### TASK SET:
[1] Answer these questions using the passage on the PROTECT project's impact on policy:
(a) According to the EC, what could speed up the border crossing process?
(b) What is the name of the current legal framework for border crossings in the EU?
(c) In what month and year was Ferryman invited to present to policymakers in Brussels?
[2] Carry on the passage on the PROTECT project's impact on policy from where it stops.

### QUOTED TEXT:
Impact on policy, data protection and legislation makers: The EC stated in their policy impact assessment of the PROTECT project: “ PROTECT provides the proof of concept of a new way to control border crossing using multiple new technologies, in particular using multiple biometrics. The faster pre-enrolment using modern solutions like the biometric corridor could speed up the border crossing process. The multi-factor identification process will also improve the security and efficiency of the border control process.” [S9a]. Ferryman quickly established that such innovations were ahead of current EU law in border security – they simply could not be implemented today. This is because the use of technologies such as smartphones and next-generation multimodal passports (incorporating additional biometrics beyond face and fingerprint) in the border control process is not in accordance with the current legal framework for border crossings in the EU (the Schengen Border Code). These findings, which were welcomed by the EC, specifically led to the EC inviting Ferryman to present to policymakers in Brussels in November 2018, to establish changes in legislation needed to adopt PROTECT’s innovations. With respect to wider political debate, Ferryman contributed to two Civil Service World round table discussions ( first and second) on how PROTECT’s innovations will change immigration and security systems for borders of the future.

(Point-based annotation data)
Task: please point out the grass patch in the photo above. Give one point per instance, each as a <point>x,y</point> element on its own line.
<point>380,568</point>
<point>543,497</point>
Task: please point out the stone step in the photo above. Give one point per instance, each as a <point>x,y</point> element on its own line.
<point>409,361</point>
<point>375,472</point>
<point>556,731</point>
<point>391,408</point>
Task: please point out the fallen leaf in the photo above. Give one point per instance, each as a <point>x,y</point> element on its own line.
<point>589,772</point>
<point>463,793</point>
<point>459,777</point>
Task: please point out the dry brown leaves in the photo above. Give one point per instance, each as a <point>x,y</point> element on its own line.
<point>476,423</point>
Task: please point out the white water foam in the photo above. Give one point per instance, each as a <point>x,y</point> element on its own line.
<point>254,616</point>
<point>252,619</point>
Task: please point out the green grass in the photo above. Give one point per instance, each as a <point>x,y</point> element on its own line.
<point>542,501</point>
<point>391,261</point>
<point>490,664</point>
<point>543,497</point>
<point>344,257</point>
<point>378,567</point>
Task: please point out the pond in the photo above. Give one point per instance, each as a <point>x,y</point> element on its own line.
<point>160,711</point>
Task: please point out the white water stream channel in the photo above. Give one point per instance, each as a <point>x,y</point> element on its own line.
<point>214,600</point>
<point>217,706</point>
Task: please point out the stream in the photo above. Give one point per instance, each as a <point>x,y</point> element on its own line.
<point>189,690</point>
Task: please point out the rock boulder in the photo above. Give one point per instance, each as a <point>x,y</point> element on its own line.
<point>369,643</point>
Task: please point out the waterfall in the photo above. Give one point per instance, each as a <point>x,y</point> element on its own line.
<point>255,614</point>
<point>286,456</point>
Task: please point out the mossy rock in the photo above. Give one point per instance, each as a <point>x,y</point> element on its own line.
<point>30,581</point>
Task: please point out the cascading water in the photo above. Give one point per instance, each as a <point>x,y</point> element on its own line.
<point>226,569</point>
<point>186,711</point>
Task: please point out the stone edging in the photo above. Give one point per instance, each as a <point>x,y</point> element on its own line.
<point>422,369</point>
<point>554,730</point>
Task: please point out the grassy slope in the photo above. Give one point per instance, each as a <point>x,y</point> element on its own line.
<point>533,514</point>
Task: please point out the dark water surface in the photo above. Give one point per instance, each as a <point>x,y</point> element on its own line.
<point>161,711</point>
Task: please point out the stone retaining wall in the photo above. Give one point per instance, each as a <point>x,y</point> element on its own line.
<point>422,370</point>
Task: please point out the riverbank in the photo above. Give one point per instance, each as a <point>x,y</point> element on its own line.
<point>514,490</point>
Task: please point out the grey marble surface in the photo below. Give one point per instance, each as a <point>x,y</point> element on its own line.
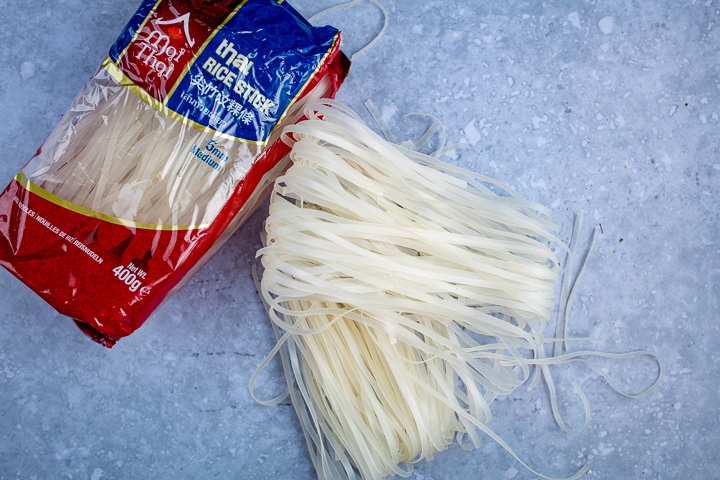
<point>609,109</point>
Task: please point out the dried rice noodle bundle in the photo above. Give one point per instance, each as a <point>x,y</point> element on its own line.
<point>131,161</point>
<point>406,293</point>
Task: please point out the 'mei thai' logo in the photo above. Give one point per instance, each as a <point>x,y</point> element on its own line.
<point>156,50</point>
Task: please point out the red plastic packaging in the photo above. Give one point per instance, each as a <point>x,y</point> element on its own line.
<point>162,155</point>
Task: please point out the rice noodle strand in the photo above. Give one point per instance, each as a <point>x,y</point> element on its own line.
<point>407,294</point>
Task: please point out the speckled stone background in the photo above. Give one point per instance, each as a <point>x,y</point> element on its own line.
<point>609,109</point>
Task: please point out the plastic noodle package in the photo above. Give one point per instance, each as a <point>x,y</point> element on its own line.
<point>162,155</point>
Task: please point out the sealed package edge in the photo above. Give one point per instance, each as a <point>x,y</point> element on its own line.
<point>162,155</point>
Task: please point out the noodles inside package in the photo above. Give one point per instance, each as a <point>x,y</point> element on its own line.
<point>162,155</point>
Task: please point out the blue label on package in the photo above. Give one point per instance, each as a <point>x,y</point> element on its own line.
<point>236,70</point>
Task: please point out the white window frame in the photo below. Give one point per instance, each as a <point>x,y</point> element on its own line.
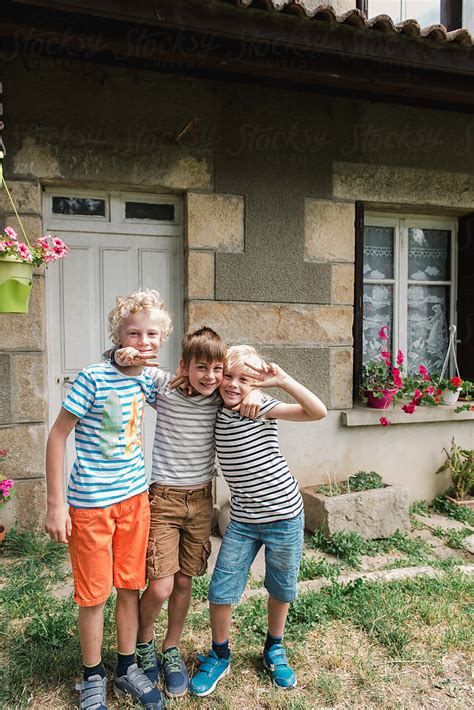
<point>401,223</point>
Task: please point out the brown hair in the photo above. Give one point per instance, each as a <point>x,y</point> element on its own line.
<point>203,345</point>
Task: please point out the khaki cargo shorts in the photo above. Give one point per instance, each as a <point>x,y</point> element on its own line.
<point>180,528</point>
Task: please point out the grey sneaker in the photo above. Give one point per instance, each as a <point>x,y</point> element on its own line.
<point>92,693</point>
<point>136,684</point>
<point>175,673</point>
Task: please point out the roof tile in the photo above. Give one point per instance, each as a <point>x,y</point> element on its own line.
<point>324,12</point>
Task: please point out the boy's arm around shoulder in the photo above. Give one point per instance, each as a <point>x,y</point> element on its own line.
<point>308,407</point>
<point>58,522</point>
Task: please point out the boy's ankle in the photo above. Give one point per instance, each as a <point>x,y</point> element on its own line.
<point>221,649</point>
<point>97,669</point>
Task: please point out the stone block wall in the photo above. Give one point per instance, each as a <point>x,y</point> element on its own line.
<point>23,377</point>
<point>313,341</point>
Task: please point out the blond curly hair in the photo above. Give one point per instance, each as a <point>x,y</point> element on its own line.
<point>147,300</point>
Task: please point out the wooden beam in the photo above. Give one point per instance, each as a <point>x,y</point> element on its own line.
<point>358,70</point>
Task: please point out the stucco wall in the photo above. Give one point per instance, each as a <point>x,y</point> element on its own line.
<point>270,178</point>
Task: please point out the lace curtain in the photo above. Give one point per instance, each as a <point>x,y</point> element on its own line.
<point>428,301</point>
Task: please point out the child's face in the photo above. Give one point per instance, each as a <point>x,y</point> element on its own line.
<point>142,331</point>
<point>204,377</point>
<point>236,385</point>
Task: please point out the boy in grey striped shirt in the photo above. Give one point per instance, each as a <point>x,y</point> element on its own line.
<point>180,496</point>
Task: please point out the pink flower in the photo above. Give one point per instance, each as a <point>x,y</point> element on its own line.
<point>24,252</point>
<point>424,373</point>
<point>10,232</point>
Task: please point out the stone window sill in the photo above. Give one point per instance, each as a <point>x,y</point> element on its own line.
<point>360,415</point>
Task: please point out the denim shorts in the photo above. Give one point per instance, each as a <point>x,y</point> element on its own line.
<point>283,541</point>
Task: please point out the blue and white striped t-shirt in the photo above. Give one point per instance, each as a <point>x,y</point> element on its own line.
<point>109,465</point>
<point>261,486</point>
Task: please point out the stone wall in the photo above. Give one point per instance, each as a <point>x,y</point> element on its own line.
<point>23,378</point>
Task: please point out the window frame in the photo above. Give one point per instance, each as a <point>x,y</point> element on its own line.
<point>402,222</point>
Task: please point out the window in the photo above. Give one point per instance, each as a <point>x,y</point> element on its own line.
<point>408,284</point>
<point>77,206</point>
<point>426,12</point>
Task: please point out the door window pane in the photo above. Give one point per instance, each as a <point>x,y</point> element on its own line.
<point>378,252</point>
<point>79,206</point>
<point>160,212</point>
<point>377,312</point>
<point>429,253</point>
<point>428,309</point>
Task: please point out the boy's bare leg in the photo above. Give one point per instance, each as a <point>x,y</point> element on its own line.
<point>126,620</point>
<point>91,629</point>
<point>155,594</point>
<point>221,619</point>
<point>178,607</point>
<point>277,613</point>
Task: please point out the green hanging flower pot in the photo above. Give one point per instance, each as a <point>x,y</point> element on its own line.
<point>16,280</point>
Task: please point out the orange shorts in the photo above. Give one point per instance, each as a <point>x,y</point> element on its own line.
<point>108,545</point>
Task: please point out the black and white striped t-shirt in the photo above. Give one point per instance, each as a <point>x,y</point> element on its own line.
<point>183,449</point>
<point>261,485</point>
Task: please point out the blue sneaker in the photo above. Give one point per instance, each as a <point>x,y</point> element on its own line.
<point>136,684</point>
<point>175,674</point>
<point>92,693</point>
<point>147,660</point>
<point>276,663</point>
<point>211,670</point>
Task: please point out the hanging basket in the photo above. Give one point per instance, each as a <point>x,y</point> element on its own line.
<point>16,280</point>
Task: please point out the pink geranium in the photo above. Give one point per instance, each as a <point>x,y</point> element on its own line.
<point>43,251</point>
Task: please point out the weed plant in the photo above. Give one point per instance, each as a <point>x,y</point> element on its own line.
<point>311,568</point>
<point>459,512</point>
<point>350,547</point>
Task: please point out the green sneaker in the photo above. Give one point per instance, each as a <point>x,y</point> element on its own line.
<point>276,663</point>
<point>174,672</point>
<point>147,660</point>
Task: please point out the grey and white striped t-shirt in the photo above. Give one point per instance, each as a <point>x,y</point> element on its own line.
<point>261,486</point>
<point>183,449</point>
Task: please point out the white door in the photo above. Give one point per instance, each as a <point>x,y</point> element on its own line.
<point>109,257</point>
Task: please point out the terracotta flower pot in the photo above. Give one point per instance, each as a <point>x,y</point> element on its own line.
<point>379,402</point>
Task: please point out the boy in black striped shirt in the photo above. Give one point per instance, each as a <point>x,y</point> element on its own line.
<point>266,509</point>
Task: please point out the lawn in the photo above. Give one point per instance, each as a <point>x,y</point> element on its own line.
<point>404,644</point>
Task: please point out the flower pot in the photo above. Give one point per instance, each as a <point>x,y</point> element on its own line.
<point>449,397</point>
<point>379,402</point>
<point>16,280</point>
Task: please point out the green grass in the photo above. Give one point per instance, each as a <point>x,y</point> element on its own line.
<point>459,512</point>
<point>349,547</point>
<point>313,569</point>
<point>416,621</point>
<point>419,507</point>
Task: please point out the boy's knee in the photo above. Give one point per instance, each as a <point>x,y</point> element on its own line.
<point>182,582</point>
<point>160,589</point>
<point>123,593</point>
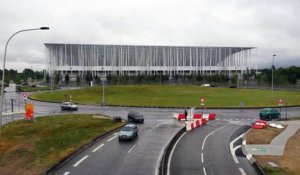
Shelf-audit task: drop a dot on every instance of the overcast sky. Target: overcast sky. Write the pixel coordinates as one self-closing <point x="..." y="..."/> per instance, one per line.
<point x="273" y="26"/>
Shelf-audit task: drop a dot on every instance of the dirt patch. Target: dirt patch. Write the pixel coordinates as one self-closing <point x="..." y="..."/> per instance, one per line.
<point x="262" y="136"/>
<point x="288" y="163"/>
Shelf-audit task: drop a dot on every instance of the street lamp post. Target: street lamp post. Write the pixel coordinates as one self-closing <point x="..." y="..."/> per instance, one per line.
<point x="4" y="60"/>
<point x="273" y="72"/>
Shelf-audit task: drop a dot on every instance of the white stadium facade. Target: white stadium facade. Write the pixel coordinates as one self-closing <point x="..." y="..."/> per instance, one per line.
<point x="78" y="59"/>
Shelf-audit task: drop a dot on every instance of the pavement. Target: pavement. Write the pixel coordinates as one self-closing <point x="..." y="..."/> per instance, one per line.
<point x="277" y="145"/>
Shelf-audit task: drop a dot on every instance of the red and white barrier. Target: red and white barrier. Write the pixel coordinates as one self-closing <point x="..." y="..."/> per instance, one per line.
<point x="209" y="117"/>
<point x="190" y="125"/>
<point x="181" y="116"/>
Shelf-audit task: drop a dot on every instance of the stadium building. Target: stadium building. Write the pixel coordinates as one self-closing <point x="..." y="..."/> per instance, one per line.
<point x="78" y="59"/>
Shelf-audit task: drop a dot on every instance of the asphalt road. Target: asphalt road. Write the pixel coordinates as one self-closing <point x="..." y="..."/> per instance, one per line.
<point x="205" y="150"/>
<point x="141" y="156"/>
<point x="109" y="156"/>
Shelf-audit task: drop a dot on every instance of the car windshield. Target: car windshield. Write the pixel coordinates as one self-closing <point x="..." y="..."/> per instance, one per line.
<point x="127" y="128"/>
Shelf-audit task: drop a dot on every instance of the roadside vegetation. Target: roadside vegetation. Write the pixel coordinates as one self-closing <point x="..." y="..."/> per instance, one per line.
<point x="288" y="163"/>
<point x="31" y="148"/>
<point x="32" y="88"/>
<point x="262" y="136"/>
<point x="171" y="96"/>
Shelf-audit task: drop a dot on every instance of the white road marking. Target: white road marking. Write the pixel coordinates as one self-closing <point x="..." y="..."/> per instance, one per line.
<point x="131" y="149"/>
<point x="81" y="160"/>
<point x="171" y="153"/>
<point x="97" y="148"/>
<point x="237" y="147"/>
<point x="232" y="151"/>
<point x="244" y="142"/>
<point x="112" y="138"/>
<point x="204" y="171"/>
<point x="242" y="171"/>
<point x="209" y="135"/>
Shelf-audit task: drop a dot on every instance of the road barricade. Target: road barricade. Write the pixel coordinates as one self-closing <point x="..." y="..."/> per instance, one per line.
<point x="178" y="116"/>
<point x="181" y="116"/>
<point x="209" y="117"/>
<point x="192" y="124"/>
<point x="259" y="124"/>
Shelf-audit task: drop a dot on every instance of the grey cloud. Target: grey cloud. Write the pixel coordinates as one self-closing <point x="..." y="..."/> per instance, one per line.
<point x="271" y="25"/>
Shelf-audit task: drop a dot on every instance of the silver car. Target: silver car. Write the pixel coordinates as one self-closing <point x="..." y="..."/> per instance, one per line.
<point x="128" y="132"/>
<point x="68" y="106"/>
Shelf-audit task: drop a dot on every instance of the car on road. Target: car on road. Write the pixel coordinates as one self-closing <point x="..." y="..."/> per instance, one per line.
<point x="135" y="117"/>
<point x="68" y="106"/>
<point x="128" y="132"/>
<point x="269" y="114"/>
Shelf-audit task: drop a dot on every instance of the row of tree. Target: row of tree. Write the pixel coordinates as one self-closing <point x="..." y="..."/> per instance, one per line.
<point x="281" y="76"/>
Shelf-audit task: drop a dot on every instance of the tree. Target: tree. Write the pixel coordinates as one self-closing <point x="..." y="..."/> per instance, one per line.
<point x="57" y="78"/>
<point x="78" y="80"/>
<point x="27" y="73"/>
<point x="48" y="79"/>
<point x="88" y="77"/>
<point x="67" y="79"/>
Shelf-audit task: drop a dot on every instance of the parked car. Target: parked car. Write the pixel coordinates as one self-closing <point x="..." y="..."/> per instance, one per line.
<point x="135" y="117"/>
<point x="68" y="106"/>
<point x="128" y="132"/>
<point x="269" y="114"/>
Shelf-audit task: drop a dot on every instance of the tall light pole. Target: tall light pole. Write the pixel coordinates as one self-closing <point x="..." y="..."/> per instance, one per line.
<point x="4" y="60"/>
<point x="273" y="67"/>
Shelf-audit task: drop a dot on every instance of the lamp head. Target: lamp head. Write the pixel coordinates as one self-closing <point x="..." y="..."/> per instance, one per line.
<point x="44" y="28"/>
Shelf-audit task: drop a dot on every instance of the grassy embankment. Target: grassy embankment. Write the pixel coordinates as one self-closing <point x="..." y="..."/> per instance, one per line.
<point x="29" y="148"/>
<point x="175" y="96"/>
<point x="288" y="163"/>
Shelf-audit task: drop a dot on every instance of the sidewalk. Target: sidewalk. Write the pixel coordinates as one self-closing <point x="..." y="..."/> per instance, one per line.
<point x="277" y="145"/>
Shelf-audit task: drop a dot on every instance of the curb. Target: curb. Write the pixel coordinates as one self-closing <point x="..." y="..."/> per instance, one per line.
<point x="171" y="107"/>
<point x="67" y="159"/>
<point x="250" y="158"/>
<point x="163" y="159"/>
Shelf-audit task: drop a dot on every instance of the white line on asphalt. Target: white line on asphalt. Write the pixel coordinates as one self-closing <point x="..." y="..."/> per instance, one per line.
<point x="112" y="138"/>
<point x="237" y="147"/>
<point x="232" y="151"/>
<point x="131" y="149"/>
<point x="209" y="135"/>
<point x="244" y="142"/>
<point x="81" y="160"/>
<point x="171" y="153"/>
<point x="204" y="171"/>
<point x="242" y="171"/>
<point x="97" y="148"/>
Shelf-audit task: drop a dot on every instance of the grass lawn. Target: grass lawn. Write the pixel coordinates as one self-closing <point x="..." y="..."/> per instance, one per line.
<point x="32" y="89"/>
<point x="29" y="148"/>
<point x="172" y="96"/>
<point x="288" y="163"/>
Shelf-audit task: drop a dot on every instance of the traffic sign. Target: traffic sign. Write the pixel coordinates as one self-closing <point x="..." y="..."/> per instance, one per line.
<point x="202" y="101"/>
<point x="280" y="101"/>
<point x="25" y="95"/>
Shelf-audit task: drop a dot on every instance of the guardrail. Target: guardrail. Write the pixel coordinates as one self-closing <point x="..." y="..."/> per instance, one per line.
<point x="162" y="169"/>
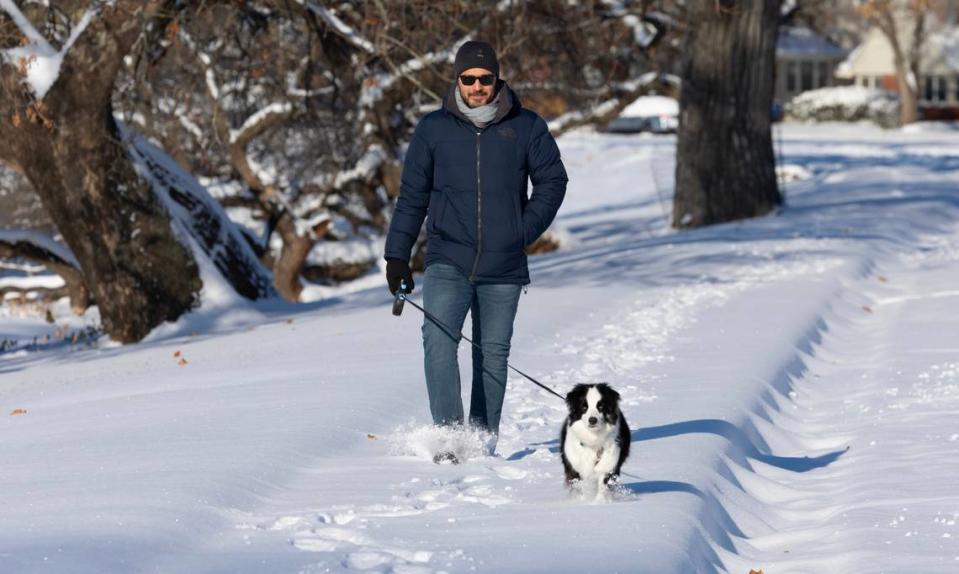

### RESPONSES BY TASK:
[1]
(a) The faster pre-enrolment using modern solutions like the biometric corridor.
(b) The Schengen Border Code.
(c) November 2018.

[2]
PROTECT has given careful consideration to the implications of biometrics in terms of legislation, citizens' and residents' rights and freedom of movement. The PROTECT team has specifically sought ways to empower the public, putting them in a situation whereby they can see and understand their own personal data and how it is being used – especially in relation to development and use of a PROTECT smartphone app. The Information Commissioner’s Office (ICO) noted that PROTECT’s work, particularly on development of methods to mitigate potential data protection issues, has positively “ informed their work,” “ extended their expertise,” and overall has “ contributed to an increase in ICO’s corporate level of understanding” [S9b].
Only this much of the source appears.